Stated task:
Repeat the lines from the one containing "Bounding boxes for grassy" through the end, swapping "dead vegetation" for "dry brush" and leaving everything else unchanged.

━━━━━ Entries provided ━━━━━

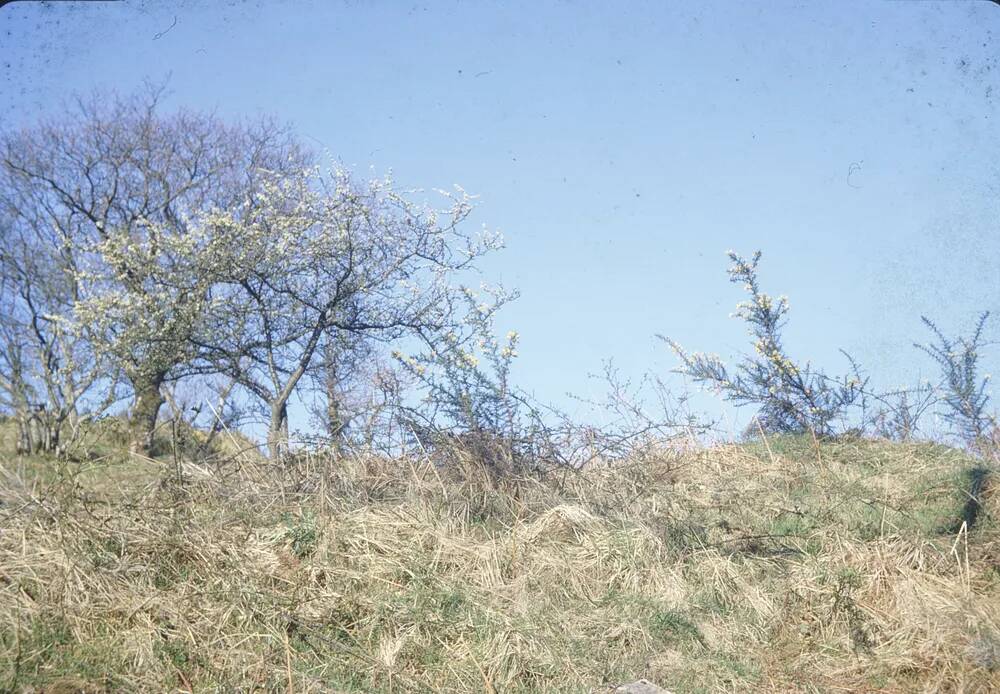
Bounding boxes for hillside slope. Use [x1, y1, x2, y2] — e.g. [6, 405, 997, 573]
[0, 438, 1000, 692]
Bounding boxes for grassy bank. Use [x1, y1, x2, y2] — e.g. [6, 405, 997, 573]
[0, 438, 1000, 692]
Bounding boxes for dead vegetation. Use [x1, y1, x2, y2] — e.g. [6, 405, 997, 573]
[0, 437, 1000, 692]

━━━━━

Final result:
Bounding boxes for grassy bank. Use [x1, y1, x2, y2] — e.g. [6, 405, 997, 573]
[0, 438, 1000, 692]
Bounding boxes for dry brush. Use [x1, y1, x2, y2] — e.g. [6, 405, 997, 573]
[0, 437, 1000, 692]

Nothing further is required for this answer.